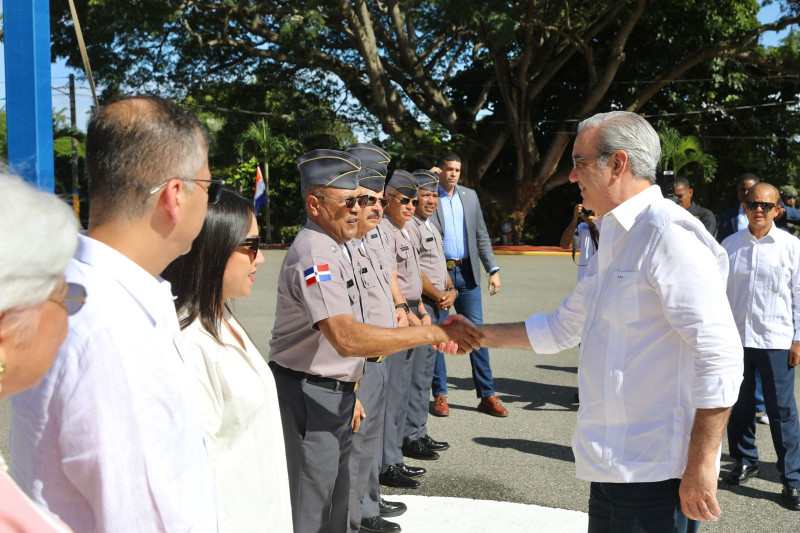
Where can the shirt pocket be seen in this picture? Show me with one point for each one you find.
(626, 296)
(365, 277)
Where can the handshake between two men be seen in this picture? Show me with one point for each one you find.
(465, 336)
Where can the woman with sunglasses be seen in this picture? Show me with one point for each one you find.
(242, 422)
(40, 235)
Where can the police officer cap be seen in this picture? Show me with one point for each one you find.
(427, 180)
(404, 182)
(369, 153)
(329, 168)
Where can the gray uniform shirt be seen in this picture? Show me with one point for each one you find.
(432, 262)
(376, 241)
(316, 282)
(403, 252)
(370, 274)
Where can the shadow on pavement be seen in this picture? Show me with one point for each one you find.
(570, 369)
(539, 396)
(543, 449)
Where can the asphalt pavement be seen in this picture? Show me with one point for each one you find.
(525, 458)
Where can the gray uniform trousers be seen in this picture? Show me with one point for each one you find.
(317, 433)
(366, 444)
(421, 378)
(399, 367)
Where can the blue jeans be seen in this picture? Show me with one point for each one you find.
(638, 507)
(777, 379)
(468, 304)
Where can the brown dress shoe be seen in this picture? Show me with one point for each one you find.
(491, 406)
(440, 407)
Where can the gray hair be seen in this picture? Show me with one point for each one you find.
(626, 131)
(135, 144)
(40, 235)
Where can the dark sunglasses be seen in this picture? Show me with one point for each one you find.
(406, 201)
(765, 206)
(73, 299)
(252, 244)
(214, 188)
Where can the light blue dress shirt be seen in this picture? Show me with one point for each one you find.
(455, 225)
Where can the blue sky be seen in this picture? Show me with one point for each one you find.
(83, 95)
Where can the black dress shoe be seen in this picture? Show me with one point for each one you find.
(791, 495)
(434, 445)
(391, 508)
(740, 474)
(416, 450)
(410, 471)
(379, 525)
(394, 478)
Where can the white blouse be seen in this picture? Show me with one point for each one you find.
(242, 425)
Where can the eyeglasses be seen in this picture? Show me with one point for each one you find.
(349, 202)
(765, 206)
(252, 244)
(214, 188)
(73, 298)
(576, 160)
(405, 201)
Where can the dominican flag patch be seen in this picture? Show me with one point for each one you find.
(317, 273)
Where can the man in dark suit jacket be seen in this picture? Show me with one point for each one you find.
(466, 244)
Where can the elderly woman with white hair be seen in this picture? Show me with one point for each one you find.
(39, 236)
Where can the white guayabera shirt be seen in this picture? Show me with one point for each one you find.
(658, 341)
(111, 438)
(764, 287)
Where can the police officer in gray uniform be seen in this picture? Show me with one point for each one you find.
(319, 341)
(438, 295)
(367, 509)
(401, 189)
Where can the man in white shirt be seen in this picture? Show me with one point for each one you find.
(764, 293)
(660, 364)
(111, 438)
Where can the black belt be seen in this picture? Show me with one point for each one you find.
(452, 263)
(319, 381)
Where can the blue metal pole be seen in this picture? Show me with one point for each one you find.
(29, 113)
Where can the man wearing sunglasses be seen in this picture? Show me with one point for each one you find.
(109, 433)
(321, 336)
(375, 273)
(764, 294)
(401, 188)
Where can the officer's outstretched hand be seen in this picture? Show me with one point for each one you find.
(464, 333)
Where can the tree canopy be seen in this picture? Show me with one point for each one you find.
(503, 83)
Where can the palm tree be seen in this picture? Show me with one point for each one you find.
(258, 136)
(678, 152)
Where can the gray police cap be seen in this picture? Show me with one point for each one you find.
(329, 168)
(369, 153)
(427, 180)
(404, 182)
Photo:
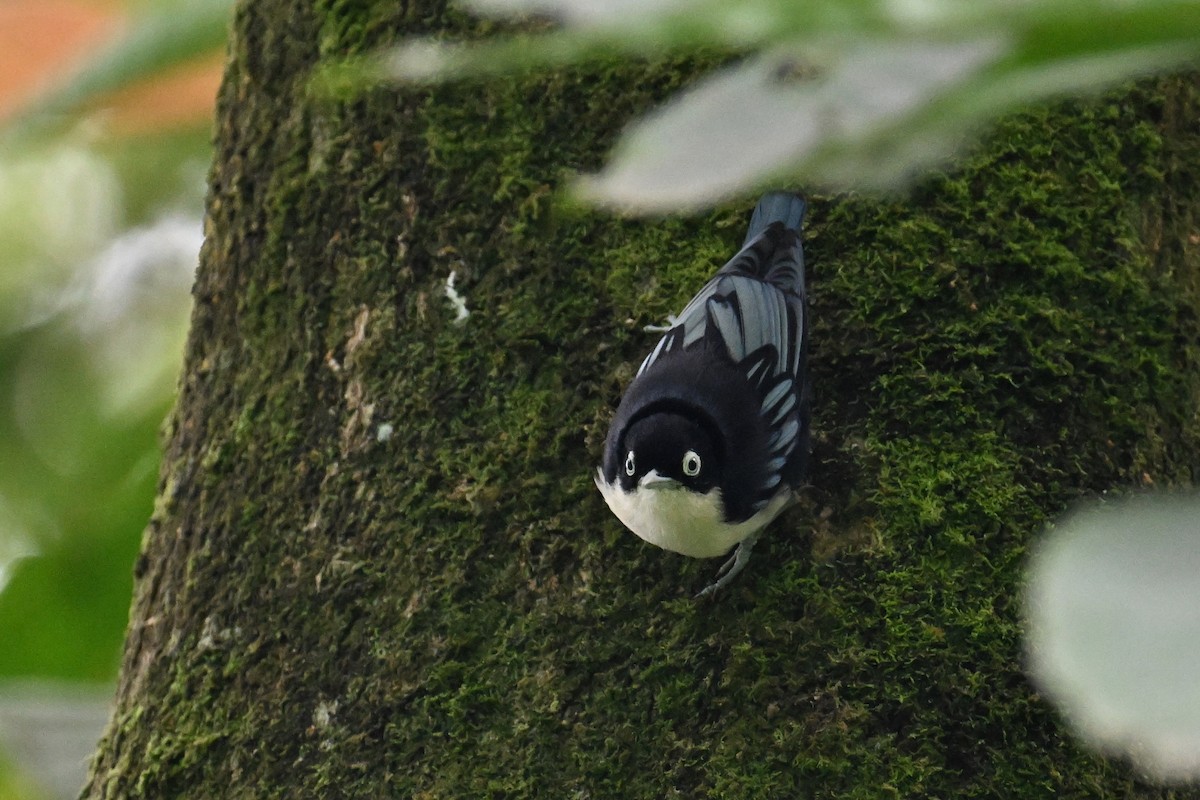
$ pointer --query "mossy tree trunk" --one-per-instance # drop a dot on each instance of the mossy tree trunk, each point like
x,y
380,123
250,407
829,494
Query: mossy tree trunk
x,y
378,566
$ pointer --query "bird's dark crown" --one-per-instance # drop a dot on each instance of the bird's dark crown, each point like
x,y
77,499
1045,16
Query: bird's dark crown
x,y
673,444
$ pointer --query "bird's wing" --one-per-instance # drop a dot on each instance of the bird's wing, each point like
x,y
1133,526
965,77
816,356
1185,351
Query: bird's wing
x,y
762,330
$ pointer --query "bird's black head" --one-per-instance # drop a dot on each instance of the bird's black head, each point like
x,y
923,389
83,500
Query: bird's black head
x,y
672,445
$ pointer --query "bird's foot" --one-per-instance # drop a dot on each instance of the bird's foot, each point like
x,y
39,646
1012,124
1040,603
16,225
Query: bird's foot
x,y
672,320
732,565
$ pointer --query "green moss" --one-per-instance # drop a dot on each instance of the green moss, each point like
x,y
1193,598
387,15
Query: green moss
x,y
453,612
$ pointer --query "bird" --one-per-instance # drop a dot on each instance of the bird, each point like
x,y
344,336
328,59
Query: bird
x,y
711,440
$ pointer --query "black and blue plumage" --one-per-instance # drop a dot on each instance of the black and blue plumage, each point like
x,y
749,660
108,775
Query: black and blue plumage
x,y
711,440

SHORT PROBLEM: Your task is to return, exactly and on their own, the lines from the one containing "head, each point like" through the last line of the listing.

OUTPUT OF THE TASK:
$ pointer --query "bird's black head" --one-per-instance # drop a dot on each instance of the bird's black head, each point like
x,y
923,389
83,500
Query: bird's black head
x,y
672,445
$ pointer --query "bird's foot" --one-per-instance # drop a dot on each instance of the bird's foot, each point like
x,y
39,646
1012,124
1040,603
16,225
Query: bird's foot
x,y
672,320
732,565
$ pointer --query "green moss" --one-per-instance # drop a dot on each instance of the green moss, each point like
x,y
1193,598
387,15
Query: green moss
x,y
453,612
$ pointer --query "bird" --one-per-instance # drop a dot on each instance of the bird, each point like
x,y
344,336
328,59
Query: bird
x,y
711,440
$ pointer --query "black and blue plumage" --one-per-instance # drop a dot on each instance of the black and blue plumage, each point like
x,y
749,660
108,775
Query: black and blue plumage
x,y
711,440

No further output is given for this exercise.